:: STATED PROBLEM ::
Rewrite the lines below, replacing every "beetle" with "insect" and leaving everything else unchanged.

:: GIVEN DATA ::
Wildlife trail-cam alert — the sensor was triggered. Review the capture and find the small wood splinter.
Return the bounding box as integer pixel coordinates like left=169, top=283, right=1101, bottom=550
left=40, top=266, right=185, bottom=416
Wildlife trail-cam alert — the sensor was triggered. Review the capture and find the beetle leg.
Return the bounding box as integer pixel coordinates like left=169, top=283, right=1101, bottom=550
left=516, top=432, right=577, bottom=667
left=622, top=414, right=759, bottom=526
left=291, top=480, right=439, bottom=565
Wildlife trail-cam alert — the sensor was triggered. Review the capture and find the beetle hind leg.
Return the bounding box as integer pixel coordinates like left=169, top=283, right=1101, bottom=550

:: WRITTEN ANSWER ::
Wildlife trail-cam alert — the sensor was triggered. Review the capture and find the small wood splinter.
Return the bounding box as integer pixel coordinates like left=169, top=283, right=1101, bottom=550
left=40, top=266, right=185, bottom=416
Wildlife trail-cam alert — the sensor was triggered. Review the capture and find the insect leg.
Return the bounding box as integer pixel coordinates like left=169, top=283, right=1101, bottom=550
left=516, top=432, right=577, bottom=667
left=622, top=414, right=759, bottom=526
left=291, top=480, right=439, bottom=565
Wildlife trail-cam alert — the sensor was triggered. Review the capture and find the insect hind leg.
Return the bounding box as integer pixel coordinates like left=169, top=283, right=1101, bottom=550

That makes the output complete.